* _TASK GOAL_
Transcribe all of the material exactly.

* _RECORDS PROVIDED_
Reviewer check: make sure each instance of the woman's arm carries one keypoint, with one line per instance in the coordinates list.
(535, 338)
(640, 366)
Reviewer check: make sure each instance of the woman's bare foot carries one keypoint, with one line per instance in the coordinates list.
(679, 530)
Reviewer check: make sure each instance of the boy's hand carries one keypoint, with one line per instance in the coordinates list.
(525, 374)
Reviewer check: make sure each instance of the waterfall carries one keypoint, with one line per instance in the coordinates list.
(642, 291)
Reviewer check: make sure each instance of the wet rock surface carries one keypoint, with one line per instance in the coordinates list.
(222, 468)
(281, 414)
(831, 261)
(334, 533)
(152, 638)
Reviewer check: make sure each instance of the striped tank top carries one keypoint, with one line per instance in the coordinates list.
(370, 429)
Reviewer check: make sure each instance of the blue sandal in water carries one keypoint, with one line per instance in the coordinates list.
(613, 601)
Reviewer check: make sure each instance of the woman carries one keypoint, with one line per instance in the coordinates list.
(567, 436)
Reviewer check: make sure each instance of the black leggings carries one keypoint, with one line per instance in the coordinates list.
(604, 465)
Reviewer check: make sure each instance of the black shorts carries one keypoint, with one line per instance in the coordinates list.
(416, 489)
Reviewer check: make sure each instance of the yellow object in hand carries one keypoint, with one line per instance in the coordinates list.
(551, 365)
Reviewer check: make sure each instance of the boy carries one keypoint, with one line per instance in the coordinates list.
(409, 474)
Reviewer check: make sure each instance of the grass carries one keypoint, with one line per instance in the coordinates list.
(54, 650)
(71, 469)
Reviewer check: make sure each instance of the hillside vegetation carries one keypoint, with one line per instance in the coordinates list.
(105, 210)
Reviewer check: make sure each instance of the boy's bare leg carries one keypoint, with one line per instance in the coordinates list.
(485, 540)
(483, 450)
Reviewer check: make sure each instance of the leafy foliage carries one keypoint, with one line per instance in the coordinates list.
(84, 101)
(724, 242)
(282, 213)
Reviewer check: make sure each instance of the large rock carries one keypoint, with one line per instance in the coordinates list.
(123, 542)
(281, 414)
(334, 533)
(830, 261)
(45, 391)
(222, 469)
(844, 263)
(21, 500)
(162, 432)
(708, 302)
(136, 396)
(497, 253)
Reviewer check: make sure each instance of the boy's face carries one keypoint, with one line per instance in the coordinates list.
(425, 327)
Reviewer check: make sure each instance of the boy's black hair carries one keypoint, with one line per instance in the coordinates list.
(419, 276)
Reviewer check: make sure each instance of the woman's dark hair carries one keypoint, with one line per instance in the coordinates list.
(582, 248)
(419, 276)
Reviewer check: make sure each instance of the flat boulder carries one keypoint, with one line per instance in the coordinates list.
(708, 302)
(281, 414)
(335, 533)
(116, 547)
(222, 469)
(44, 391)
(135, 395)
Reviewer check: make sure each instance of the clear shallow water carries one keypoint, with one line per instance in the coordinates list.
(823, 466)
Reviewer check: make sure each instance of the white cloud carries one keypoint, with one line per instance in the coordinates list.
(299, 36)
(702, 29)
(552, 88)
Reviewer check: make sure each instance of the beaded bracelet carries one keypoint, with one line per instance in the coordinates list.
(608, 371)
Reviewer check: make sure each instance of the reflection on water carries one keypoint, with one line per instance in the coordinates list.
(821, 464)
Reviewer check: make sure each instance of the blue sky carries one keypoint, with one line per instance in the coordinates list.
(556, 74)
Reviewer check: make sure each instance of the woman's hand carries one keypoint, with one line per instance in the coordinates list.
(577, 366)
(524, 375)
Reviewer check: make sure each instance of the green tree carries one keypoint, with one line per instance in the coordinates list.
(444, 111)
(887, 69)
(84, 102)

* _RIGHT ANSWER_
Reviewer check: make sure each instance of the woman's arm carries one keypoint, with one line per instance in the coordinates list.
(535, 338)
(640, 366)
Reviewer check: make sure each instance of the woman's bare foot carries one keypoint, with one line per instance in the coordinates list.
(679, 530)
Reviewer check: make sure each instance of the boy's hand carries one keypoint, with one line per instance in the coordinates list.
(525, 374)
Reviewer check: make sure each instance of the waterfall carries one keypoint, with one line per instance in the coordinates list.
(642, 291)
Reviewer check: make sure each instance of the wet rock surface carries one keypoint, with one line per instance in the coordinates list.
(222, 468)
(281, 414)
(831, 261)
(334, 533)
(152, 638)
Reviewer check: make sure each instance of the striped tank top carries one keypoint, with one line per instance in the coordinates list.
(370, 429)
Reviewer check: make sure each instance of the blue sandal in water carries one keypoint, with one line per instance in the coordinates list.
(613, 601)
Reviewer check: make sure each instance of the woman carries one keypoint, with one line per instance in the coordinates list.
(567, 436)
Reviewer check: make sure each instance of the black leggings carries one keypoint, with one line per instance in the coordinates list.
(604, 465)
Reviewer check: make sure each instance of the black shorts carries one keypoint, with one line per instance in the coordinates list.
(416, 489)
Reviewer check: make sure each instance of the yellow object in hand carries one keypoint, with one line per instance in the coordinates list.
(551, 365)
Reviewer check: make sure each instance of the boy carries one keypoint, with one line per instance in the coordinates list.
(409, 474)
Reviewer check: make sure each instance of the grass carries one keypoint, with one line per instance in the coordinates list.
(54, 650)
(71, 469)
Reviewer check: make sure each instance of the hillside vegetation carries one keypoint, with one line per instance in the coordinates list.
(105, 210)
Reviewer check: make sure each instance of the boy's bare leg carries one keypoint, with one line per instance in the coordinates list.
(485, 540)
(483, 450)
Reviewer check: make sure each instance of the leafy foliage carries one keypoint, with one line per instance in the coordinates list.
(84, 101)
(724, 242)
(282, 213)
Reviewer check: make sure each instance of the large rock carries one keypoint, with one line per instance in the coordinates list.
(123, 542)
(281, 414)
(334, 533)
(830, 261)
(45, 391)
(222, 469)
(844, 263)
(21, 500)
(162, 432)
(708, 302)
(136, 396)
(497, 253)
Reviewer check: make sure each instance of the boy's face carries one keypoint, with one line per instance in the coordinates list.
(425, 327)
Reviewer check: make sure each instance of the boy's black hair carries one keypoint, with one line per instance in the coordinates list.
(419, 276)
Reviewer check: make sure each instance of the woman's dark hair carries one keypoint, with one line per instance in the coordinates list.
(582, 248)
(419, 276)
Reviewer check: make sure each instance of the flat boulder carries one keypoint, with one line per instance in the coordinates list.
(708, 302)
(281, 414)
(335, 533)
(116, 547)
(222, 469)
(44, 391)
(135, 395)
Reviewer check: make sure each instance of the clear shallow water carries one keypoint, with one line per instance in the coordinates list.
(823, 466)
Reviewer check: make sure each instance of the white cloud carries one keypoint, with one line per instance in the coordinates list.
(299, 36)
(702, 29)
(552, 88)
Reviewer check: make sure each instance of the beaded bracelet carries one keypoint, with one line per instance in the coordinates list.
(608, 371)
Reviewer check: make sure each instance of the reflection on water carries one keypoint, with one line per instance in the coordinates list.
(821, 464)
Reviewer check: make sure each instance of the blue sky carries one keypoint, with one line per instance in the coordinates list.
(556, 74)
Reviewer check: make sure each instance of the woman's hand carries one keypoint, with one line per instance in the coordinates list.
(577, 366)
(524, 375)
Reviewer check: make sure each instance of the green tree carries one keypoint, with one line per instance in the coordinates list.
(444, 111)
(887, 69)
(84, 102)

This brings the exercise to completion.